### What you need to do:
Pick out every line below that contains the string "table", matching case exactly, and copy each of those lines.

### The records:
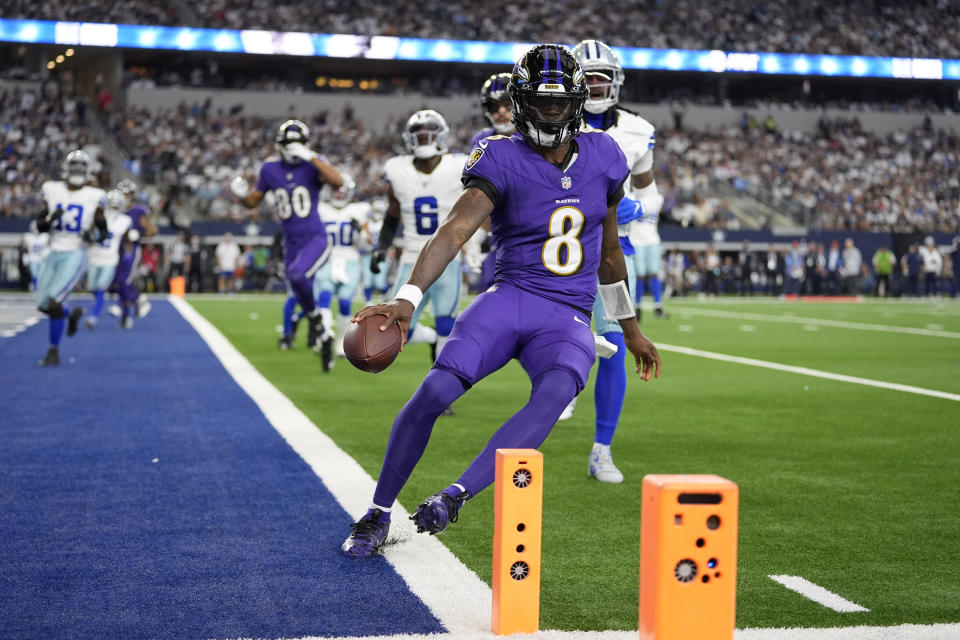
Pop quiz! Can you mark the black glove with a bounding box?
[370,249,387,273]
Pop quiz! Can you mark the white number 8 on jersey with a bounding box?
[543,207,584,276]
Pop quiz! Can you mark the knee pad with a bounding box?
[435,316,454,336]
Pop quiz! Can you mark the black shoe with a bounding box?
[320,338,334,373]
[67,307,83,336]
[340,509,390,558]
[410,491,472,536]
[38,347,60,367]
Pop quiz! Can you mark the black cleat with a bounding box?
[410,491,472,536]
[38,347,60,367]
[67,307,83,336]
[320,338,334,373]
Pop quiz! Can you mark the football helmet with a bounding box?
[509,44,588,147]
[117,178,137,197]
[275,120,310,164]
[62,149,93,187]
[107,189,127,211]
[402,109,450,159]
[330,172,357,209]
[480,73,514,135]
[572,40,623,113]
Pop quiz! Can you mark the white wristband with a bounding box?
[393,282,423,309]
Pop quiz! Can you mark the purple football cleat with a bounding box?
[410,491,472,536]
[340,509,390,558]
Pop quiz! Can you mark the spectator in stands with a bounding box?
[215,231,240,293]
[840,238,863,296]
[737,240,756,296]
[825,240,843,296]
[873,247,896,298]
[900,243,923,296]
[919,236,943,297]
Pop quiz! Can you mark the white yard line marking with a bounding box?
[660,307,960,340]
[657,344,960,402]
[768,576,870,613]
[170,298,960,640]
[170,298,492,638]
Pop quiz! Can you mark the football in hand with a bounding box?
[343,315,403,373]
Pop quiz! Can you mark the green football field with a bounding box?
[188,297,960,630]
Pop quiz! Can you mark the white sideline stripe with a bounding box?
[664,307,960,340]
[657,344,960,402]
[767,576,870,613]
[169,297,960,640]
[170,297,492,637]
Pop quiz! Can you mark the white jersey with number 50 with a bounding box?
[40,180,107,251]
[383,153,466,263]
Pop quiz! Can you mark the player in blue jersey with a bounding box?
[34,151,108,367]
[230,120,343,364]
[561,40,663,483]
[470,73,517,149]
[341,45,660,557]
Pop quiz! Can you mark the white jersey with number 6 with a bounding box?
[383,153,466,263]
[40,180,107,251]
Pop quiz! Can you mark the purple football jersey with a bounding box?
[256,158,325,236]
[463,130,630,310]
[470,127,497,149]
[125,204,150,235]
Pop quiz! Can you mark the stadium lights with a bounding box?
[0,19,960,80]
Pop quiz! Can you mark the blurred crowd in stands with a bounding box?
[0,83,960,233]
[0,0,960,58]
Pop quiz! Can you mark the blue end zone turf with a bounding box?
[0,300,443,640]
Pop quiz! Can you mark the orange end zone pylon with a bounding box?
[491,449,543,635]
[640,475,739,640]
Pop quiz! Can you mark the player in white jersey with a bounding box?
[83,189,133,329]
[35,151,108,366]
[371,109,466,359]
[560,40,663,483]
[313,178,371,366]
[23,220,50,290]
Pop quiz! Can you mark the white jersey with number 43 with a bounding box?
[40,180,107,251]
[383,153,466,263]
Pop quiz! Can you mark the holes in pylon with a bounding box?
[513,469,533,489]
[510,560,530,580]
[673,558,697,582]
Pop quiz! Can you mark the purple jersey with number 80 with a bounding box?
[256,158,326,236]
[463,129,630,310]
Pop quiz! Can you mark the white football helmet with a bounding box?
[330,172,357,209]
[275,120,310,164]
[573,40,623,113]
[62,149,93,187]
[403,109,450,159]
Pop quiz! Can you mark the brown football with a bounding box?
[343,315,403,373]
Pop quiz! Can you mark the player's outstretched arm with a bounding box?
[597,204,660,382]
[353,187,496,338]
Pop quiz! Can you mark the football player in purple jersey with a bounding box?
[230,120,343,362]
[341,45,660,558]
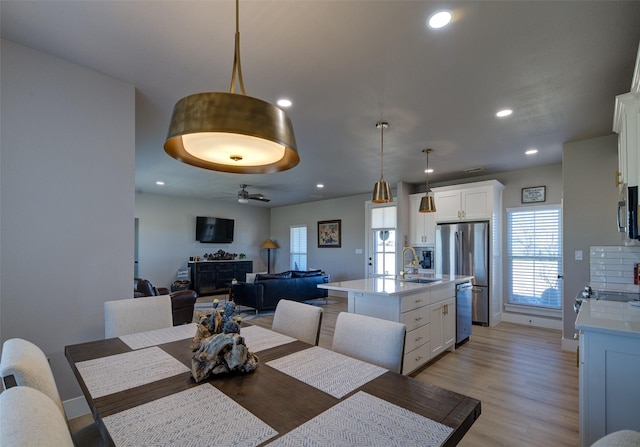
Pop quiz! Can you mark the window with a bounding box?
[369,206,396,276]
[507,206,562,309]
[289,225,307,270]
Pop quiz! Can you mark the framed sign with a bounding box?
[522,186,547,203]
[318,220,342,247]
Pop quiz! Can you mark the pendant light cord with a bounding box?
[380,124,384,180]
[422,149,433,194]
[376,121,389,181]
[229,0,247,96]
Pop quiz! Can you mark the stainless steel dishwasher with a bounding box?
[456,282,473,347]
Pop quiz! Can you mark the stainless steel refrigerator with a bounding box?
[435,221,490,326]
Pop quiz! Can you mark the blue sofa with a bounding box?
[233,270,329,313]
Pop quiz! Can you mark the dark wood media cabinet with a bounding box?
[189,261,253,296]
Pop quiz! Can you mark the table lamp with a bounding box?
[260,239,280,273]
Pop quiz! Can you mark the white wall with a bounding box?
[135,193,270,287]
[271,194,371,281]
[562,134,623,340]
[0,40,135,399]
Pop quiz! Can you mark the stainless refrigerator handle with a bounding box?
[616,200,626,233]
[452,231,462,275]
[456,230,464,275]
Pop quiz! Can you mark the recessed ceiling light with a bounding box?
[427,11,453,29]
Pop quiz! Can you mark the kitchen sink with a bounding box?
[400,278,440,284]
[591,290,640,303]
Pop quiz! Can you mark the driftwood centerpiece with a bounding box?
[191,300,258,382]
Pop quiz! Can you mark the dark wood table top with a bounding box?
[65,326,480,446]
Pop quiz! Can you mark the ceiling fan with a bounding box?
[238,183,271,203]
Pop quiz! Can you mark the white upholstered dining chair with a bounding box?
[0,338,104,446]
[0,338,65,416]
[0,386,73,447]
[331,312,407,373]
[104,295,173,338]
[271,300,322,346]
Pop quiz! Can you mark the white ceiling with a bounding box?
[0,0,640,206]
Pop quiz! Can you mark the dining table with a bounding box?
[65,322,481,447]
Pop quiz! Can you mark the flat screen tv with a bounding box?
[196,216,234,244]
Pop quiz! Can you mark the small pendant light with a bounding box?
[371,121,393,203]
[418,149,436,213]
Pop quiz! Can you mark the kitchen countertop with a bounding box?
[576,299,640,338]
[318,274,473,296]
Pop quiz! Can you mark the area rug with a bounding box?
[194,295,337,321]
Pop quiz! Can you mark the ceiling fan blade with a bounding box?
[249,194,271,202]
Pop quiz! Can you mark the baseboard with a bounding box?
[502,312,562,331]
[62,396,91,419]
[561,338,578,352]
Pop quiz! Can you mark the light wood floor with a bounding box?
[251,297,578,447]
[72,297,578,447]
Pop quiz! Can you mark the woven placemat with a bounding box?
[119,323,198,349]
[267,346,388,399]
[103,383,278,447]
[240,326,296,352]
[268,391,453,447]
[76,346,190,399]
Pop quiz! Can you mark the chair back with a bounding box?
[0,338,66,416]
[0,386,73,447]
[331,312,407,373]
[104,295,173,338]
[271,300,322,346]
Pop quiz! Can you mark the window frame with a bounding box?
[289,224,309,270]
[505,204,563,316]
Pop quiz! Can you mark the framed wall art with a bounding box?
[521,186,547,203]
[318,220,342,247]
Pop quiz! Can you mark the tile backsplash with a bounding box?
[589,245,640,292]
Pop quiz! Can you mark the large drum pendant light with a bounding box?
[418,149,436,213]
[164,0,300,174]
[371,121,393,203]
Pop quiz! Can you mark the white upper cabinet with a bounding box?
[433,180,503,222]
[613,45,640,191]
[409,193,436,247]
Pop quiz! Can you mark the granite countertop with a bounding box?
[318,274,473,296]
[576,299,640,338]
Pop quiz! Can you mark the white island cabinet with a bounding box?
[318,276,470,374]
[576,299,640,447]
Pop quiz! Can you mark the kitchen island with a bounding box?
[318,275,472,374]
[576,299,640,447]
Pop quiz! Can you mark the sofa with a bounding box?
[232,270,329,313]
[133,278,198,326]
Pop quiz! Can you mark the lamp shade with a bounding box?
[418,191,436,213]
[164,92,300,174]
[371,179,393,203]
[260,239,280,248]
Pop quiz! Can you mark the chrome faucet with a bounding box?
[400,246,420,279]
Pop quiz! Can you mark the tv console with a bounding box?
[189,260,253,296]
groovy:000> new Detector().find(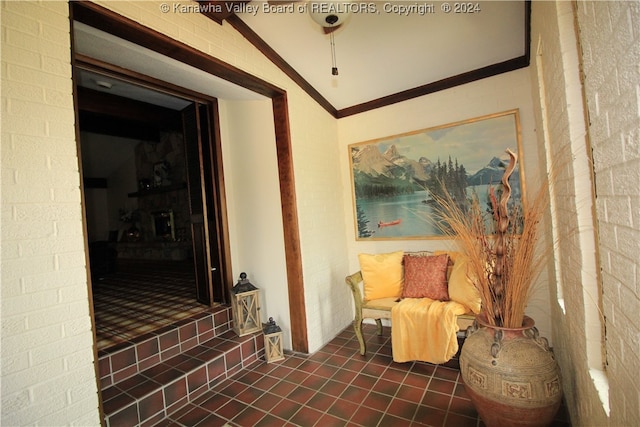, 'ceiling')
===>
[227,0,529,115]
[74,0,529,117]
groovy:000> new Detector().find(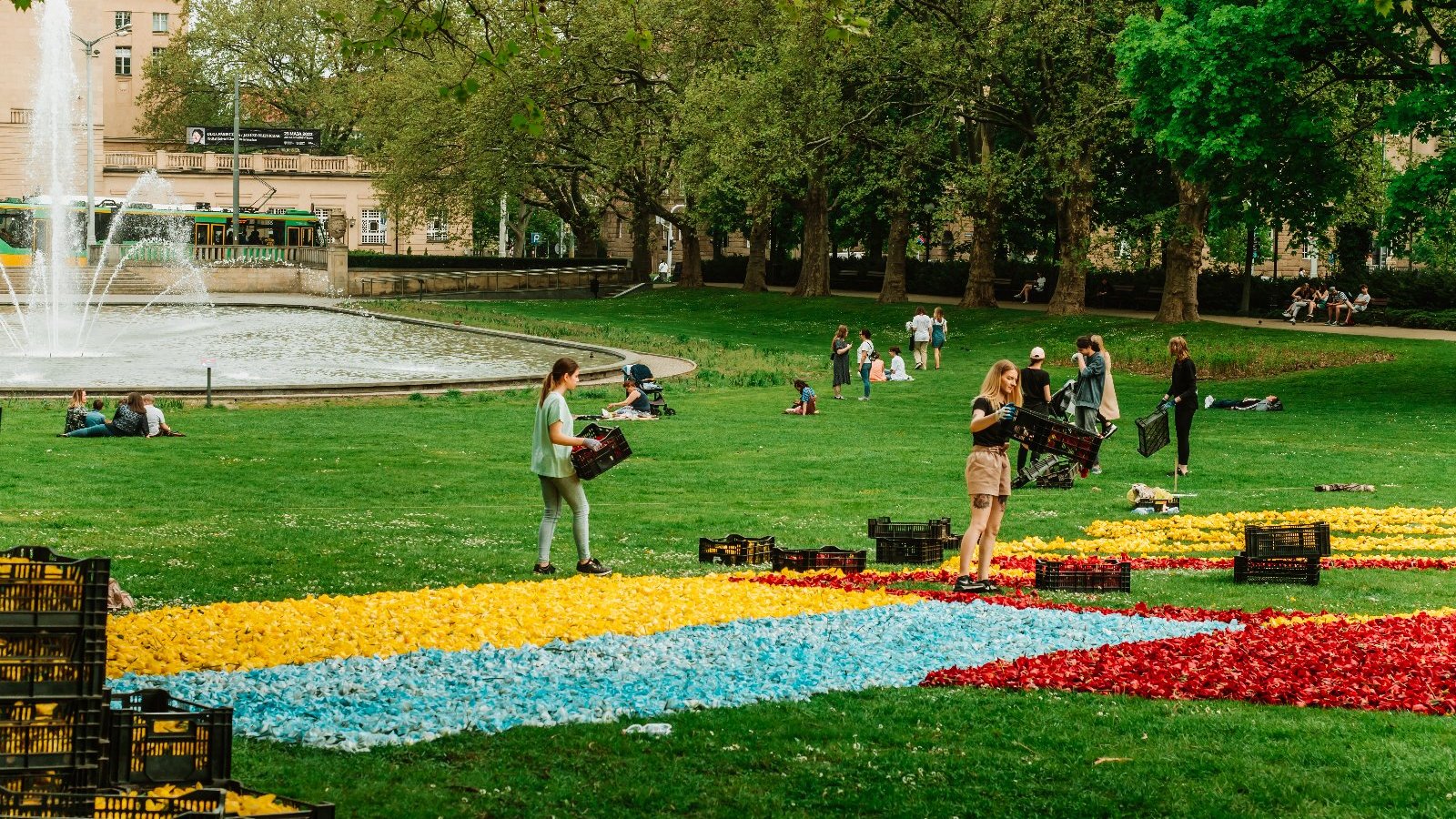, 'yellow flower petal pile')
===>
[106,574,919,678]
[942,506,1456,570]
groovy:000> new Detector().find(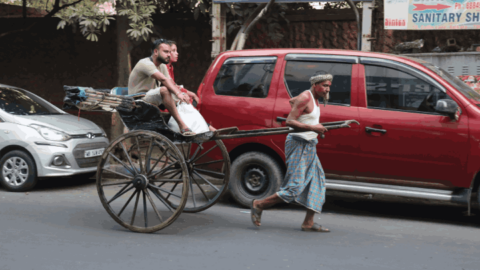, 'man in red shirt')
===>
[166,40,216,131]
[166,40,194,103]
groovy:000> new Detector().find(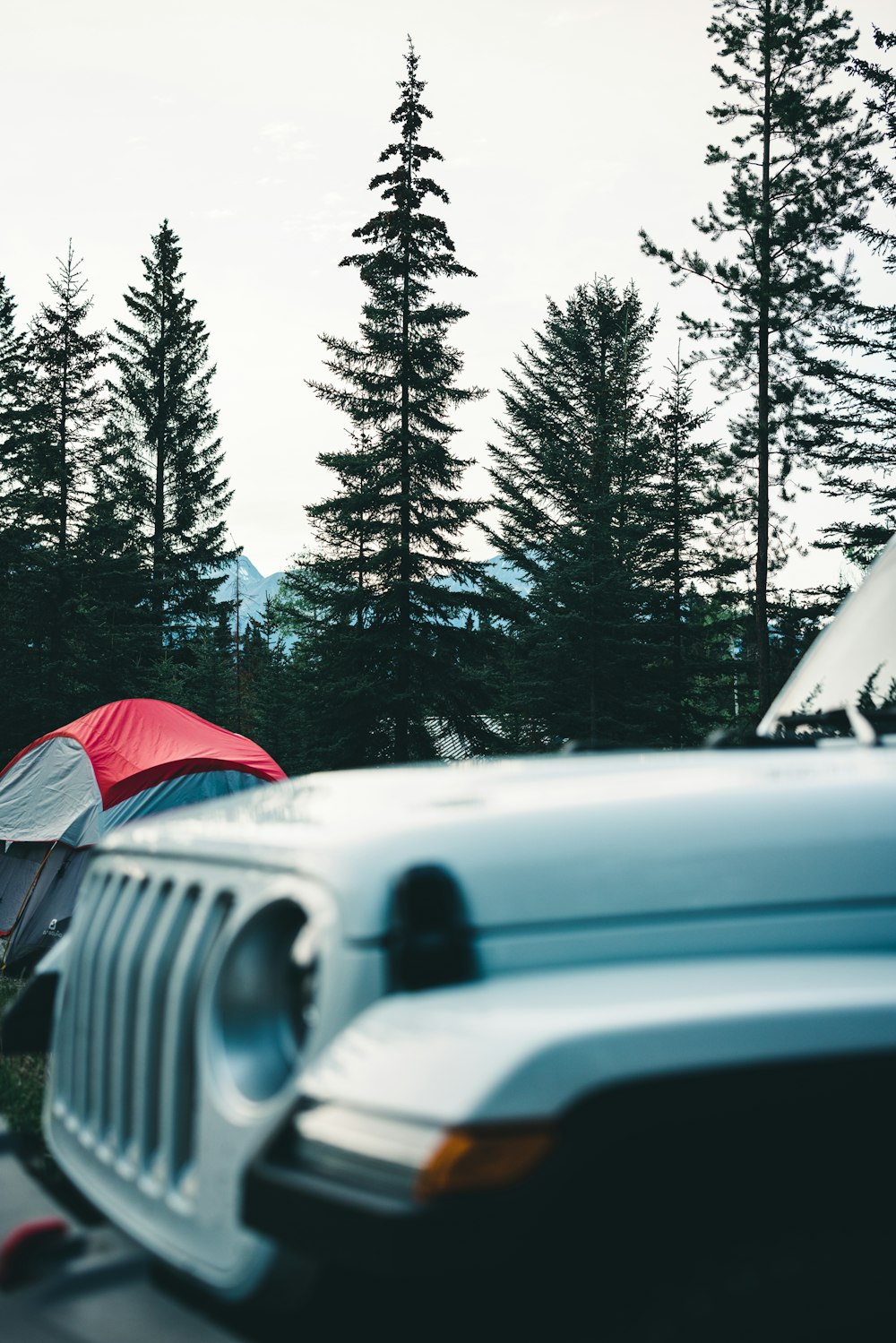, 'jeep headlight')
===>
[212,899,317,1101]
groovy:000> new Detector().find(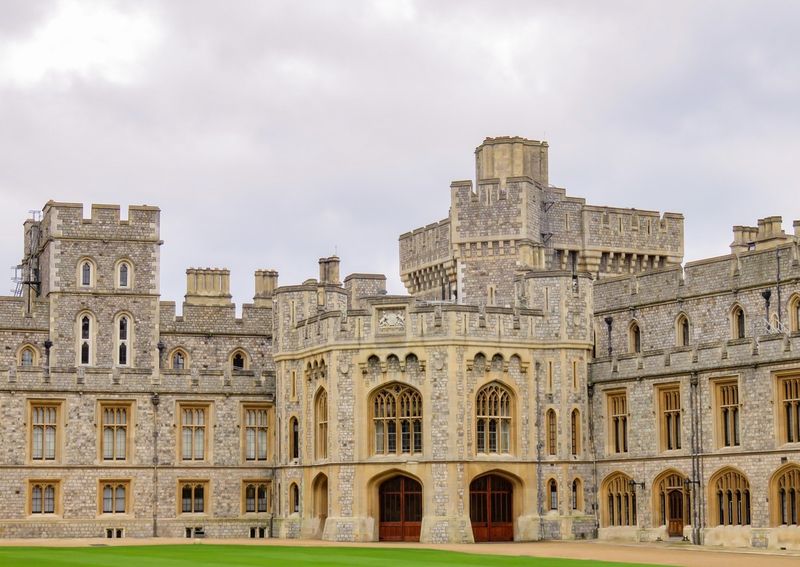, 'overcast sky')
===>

### Exercise response:
Pop quiz! Can you mark the table lamp with a bounding box?
Pop quiz! Can you mark the dark wood table top with a bounding box?
Pop quiz! Can you mark the dining table with a bounding box?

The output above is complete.